Exercise data:
-- Opening Marker --

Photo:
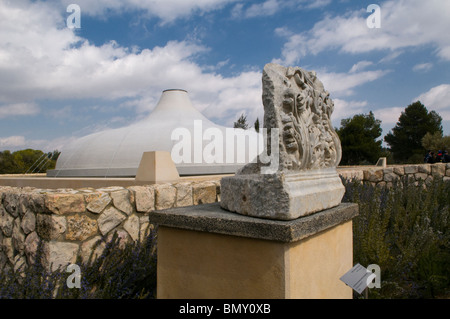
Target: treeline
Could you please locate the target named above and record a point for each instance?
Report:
(416, 133)
(27, 161)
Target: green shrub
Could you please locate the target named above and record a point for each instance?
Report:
(121, 271)
(405, 230)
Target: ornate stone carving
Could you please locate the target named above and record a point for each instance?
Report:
(301, 140)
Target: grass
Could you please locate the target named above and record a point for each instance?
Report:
(404, 229)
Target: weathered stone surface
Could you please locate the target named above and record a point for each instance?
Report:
(145, 227)
(374, 176)
(110, 219)
(20, 264)
(122, 237)
(132, 226)
(411, 169)
(144, 197)
(212, 219)
(18, 237)
(421, 176)
(399, 170)
(8, 249)
(438, 169)
(60, 254)
(204, 193)
(28, 222)
(50, 227)
(424, 168)
(299, 176)
(94, 247)
(11, 202)
(184, 194)
(62, 203)
(6, 222)
(99, 203)
(31, 246)
(296, 195)
(80, 227)
(121, 200)
(165, 196)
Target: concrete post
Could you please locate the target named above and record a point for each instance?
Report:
(206, 252)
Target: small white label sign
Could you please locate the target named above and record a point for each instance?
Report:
(358, 278)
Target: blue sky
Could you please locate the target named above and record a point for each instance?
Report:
(59, 83)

-- Closing Marker --

Exercise details:
An image-free, exact version of the listing above is required.

Result for this exercise:
Photo:
Target: treeline
Could you please locate the target named above and record a point for each instance?
Report:
(416, 133)
(27, 161)
Target: green shrub
Could you please locate the target named above and record a point for each instance?
Report:
(121, 271)
(405, 230)
Target: ornate stone carving
Could you please locate the target named above and record a point for each instance?
Report:
(301, 140)
Target: grass
Could you please locate the target named above and record a point for each instance?
Report:
(404, 229)
Target: weathered stone surface
Could you please locate the target named above and record a point for each instance?
Report:
(145, 227)
(374, 176)
(110, 219)
(20, 264)
(122, 237)
(132, 226)
(411, 169)
(144, 197)
(212, 219)
(18, 237)
(421, 176)
(399, 170)
(8, 249)
(438, 169)
(60, 254)
(204, 193)
(28, 222)
(50, 227)
(424, 168)
(299, 176)
(94, 247)
(11, 202)
(184, 194)
(62, 203)
(6, 222)
(99, 203)
(31, 246)
(296, 195)
(80, 227)
(121, 200)
(165, 196)
Target: concrete post
Could you please locate the target named above and record a point for each instance?
Report:
(206, 252)
Target: small white label sign
Could you please locate the target named above and record a point for each instance?
Report:
(358, 278)
Target: blue sky
Could you please locate the target named above and record a point for each instance?
Report:
(59, 83)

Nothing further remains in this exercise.